-- PASSAGE SHOWN follows --

The first ones appeared during my walks in the forest. One day I realised that some of them always arrived in the same place, where the oaks had been cut down to lay the fibre poles. They settled in during the relaxation sessions in the Yoga and Yoga of Sound classes, and then one day I was moved by an invisible force to place my hands on someone and several songs came for them. The door to sound healing was open.
In truth, I’m not singing, I’m being sung to. A change of energy takes place, everything vibrates more widely, other dimensions open up: dimensions of myself, of the person in front of me, cosmic dimensions, connections with other beings and other forces that are there to help the person where their need is. My vocal cords make sounds that I couldn’t make in everyday life. Combined with the energy of my hands, they cleanse the memories that the person carries and transmit the codes of Light necessary for their evolution. They are for plants, animals and humans, they transmit love and bring peace, and I discover, astonished and dazzled, the extent of their possibilities.

-- PASSAGE SHOWN concluded --
-- DATA FOR ANALYSIS follows --

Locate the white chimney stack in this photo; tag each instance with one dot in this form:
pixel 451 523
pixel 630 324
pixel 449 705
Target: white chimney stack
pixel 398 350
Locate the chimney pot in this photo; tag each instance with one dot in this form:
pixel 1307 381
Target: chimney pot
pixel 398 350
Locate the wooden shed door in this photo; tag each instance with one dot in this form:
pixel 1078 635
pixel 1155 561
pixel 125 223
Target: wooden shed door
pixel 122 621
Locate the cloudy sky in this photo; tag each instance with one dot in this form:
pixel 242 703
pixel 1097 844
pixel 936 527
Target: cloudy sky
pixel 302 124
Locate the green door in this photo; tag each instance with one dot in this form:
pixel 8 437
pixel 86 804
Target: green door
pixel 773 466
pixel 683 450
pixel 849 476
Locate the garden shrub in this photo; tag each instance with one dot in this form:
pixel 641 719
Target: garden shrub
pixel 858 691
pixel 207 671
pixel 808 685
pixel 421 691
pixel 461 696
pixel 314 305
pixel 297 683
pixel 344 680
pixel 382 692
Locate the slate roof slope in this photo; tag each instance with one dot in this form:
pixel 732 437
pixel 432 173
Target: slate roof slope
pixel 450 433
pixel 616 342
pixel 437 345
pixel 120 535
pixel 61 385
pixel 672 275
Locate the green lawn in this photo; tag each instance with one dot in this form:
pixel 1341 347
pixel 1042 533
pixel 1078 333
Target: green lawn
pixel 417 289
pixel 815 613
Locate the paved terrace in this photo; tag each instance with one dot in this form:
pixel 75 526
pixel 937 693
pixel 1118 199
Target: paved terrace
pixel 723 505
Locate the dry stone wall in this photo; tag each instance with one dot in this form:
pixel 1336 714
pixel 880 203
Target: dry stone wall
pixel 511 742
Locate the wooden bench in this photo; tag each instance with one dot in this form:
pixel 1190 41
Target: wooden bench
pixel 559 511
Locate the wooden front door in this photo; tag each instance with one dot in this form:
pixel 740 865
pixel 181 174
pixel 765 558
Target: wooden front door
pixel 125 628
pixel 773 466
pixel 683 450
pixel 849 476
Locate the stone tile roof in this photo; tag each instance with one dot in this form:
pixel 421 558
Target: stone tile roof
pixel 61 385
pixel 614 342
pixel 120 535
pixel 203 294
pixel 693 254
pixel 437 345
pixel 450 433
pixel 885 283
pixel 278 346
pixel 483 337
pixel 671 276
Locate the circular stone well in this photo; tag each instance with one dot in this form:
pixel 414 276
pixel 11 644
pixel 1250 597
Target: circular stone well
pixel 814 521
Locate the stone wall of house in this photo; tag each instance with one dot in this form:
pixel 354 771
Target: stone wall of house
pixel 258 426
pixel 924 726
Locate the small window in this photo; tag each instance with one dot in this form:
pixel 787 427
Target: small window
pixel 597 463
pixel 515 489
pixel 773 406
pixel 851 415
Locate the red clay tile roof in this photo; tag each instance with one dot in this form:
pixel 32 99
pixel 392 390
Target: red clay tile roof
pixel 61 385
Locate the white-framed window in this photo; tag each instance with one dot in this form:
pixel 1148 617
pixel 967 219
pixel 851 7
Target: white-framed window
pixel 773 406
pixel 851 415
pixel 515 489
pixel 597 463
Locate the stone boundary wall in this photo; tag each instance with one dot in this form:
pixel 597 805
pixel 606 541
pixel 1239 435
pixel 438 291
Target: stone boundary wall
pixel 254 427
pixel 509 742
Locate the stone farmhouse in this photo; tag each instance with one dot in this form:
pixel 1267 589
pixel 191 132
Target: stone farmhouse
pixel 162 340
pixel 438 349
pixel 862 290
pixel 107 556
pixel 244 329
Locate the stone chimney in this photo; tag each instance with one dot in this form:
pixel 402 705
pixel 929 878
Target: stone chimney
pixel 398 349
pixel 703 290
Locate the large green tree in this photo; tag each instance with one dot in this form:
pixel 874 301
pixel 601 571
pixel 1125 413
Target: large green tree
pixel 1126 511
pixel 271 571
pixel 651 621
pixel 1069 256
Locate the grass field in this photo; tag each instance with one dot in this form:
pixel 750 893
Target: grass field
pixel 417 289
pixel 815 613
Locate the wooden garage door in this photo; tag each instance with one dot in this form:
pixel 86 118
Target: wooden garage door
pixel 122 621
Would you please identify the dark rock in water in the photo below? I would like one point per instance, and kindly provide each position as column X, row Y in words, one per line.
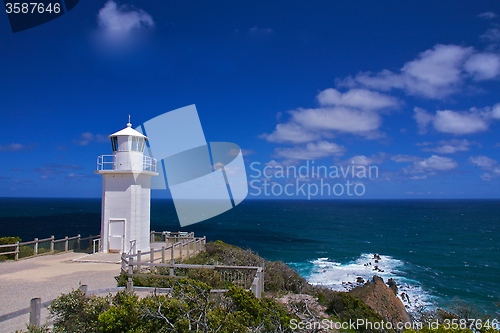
column 392, row 284
column 381, row 298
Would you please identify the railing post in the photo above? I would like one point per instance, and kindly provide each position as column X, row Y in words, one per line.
column 36, row 307
column 52, row 238
column 130, row 281
column 124, row 267
column 139, row 259
column 16, row 255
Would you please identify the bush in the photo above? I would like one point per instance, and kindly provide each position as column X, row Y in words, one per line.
column 76, row 312
column 5, row 241
column 189, row 307
column 348, row 308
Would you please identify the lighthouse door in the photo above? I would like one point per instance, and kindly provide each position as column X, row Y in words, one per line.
column 116, row 235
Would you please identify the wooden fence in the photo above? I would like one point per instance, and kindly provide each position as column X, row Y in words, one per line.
column 131, row 265
column 182, row 245
column 49, row 246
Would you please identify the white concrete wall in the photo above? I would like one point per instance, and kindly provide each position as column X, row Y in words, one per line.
column 127, row 197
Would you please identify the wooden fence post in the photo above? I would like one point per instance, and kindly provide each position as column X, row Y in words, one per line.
column 124, row 268
column 130, row 281
column 36, row 307
column 139, row 259
column 52, row 238
column 172, row 260
column 16, row 255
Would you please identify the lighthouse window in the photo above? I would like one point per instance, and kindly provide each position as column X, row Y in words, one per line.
column 114, row 143
column 137, row 144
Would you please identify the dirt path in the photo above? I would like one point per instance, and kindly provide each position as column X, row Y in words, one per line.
column 47, row 277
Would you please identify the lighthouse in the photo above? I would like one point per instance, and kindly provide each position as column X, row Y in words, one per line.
column 126, row 193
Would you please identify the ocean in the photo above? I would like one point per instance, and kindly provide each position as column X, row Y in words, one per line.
column 438, row 251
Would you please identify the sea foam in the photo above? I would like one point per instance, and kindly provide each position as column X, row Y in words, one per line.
column 345, row 276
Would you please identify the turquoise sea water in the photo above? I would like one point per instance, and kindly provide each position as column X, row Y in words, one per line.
column 436, row 250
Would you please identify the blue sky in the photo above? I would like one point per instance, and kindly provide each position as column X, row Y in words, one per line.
column 409, row 87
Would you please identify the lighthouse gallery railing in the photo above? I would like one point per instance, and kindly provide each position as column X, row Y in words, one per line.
column 108, row 163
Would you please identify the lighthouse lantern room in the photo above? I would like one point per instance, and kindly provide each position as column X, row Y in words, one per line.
column 126, row 193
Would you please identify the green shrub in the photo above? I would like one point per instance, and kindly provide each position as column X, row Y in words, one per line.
column 348, row 308
column 5, row 241
column 76, row 312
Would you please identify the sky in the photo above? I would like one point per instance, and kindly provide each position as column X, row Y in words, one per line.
column 407, row 88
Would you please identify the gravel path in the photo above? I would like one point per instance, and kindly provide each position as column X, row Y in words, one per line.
column 47, row 277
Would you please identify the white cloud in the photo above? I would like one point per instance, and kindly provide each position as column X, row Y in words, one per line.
column 495, row 112
column 311, row 151
column 436, row 73
column 340, row 119
column 451, row 147
column 418, row 178
column 351, row 112
column 292, row 133
column 405, row 158
column 492, row 38
column 85, row 138
column 456, row 122
column 432, row 163
column 487, row 164
column 459, row 122
column 118, row 22
column 357, row 98
column 244, row 152
column 13, row 147
column 483, row 66
column 423, row 119
column 487, row 15
column 260, row 31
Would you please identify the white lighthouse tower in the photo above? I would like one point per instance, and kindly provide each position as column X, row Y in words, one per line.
column 126, row 193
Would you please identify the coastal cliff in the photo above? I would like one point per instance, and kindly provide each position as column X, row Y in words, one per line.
column 382, row 299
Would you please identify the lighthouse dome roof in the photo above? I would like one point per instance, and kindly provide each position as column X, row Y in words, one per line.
column 128, row 131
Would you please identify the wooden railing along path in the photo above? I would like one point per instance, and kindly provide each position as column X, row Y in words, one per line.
column 51, row 245
column 182, row 245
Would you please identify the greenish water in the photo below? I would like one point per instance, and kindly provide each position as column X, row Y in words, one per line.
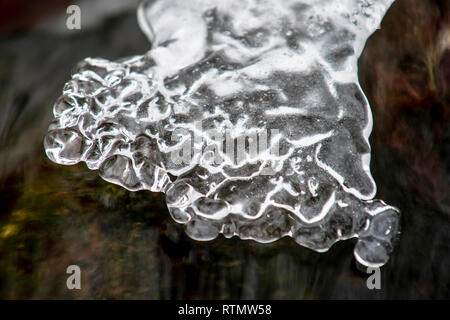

-- DATA FOR ANALYSIS concluded --

== WORK ITEM ==
Go on with the account of the healing songs, picking up after its final sentence. The material stands apart from the account of the healing songs and has no connection to it.

== ANSWER AREA ==
This part of myself was difficult to accept, but others often see in you what you find hard to recognise. Here again, I had a decisive encounter.
At a time when I was deeply affected by the genocide of the Amerindians and had been unable to go to that part of the world for a long time, one night I dreamt of Wayne Snellgrove. Wayne, from the Saulteaux tribe, whose real name is Standing Bear, is a ‘Medicine Man’. I’d read his book ‘Lessons from the Ashes’ but I didn’t know him. Wayne is a survivor, one of the native children taken away from their families by the Canadian government and placed in institutions charged with ripping out their souls. That night, he was present in all my dreams. Three weeks after my dream, he was in the south of France, where I live. I asked to have a session with him. Wayne is the human being whose heart is the most full of love I’ve ever met. During the healing session, during which my heart recognised in him the brother who had taken care of me in my life as a native of the American plains, he said to me: « You’re a healer! You can do the same thing that I do ». He was the one who encouraged me to follow my path. He made me understand that none of this happens in your head, it’s generated and accepted by your heart. Love is at the centre of everything.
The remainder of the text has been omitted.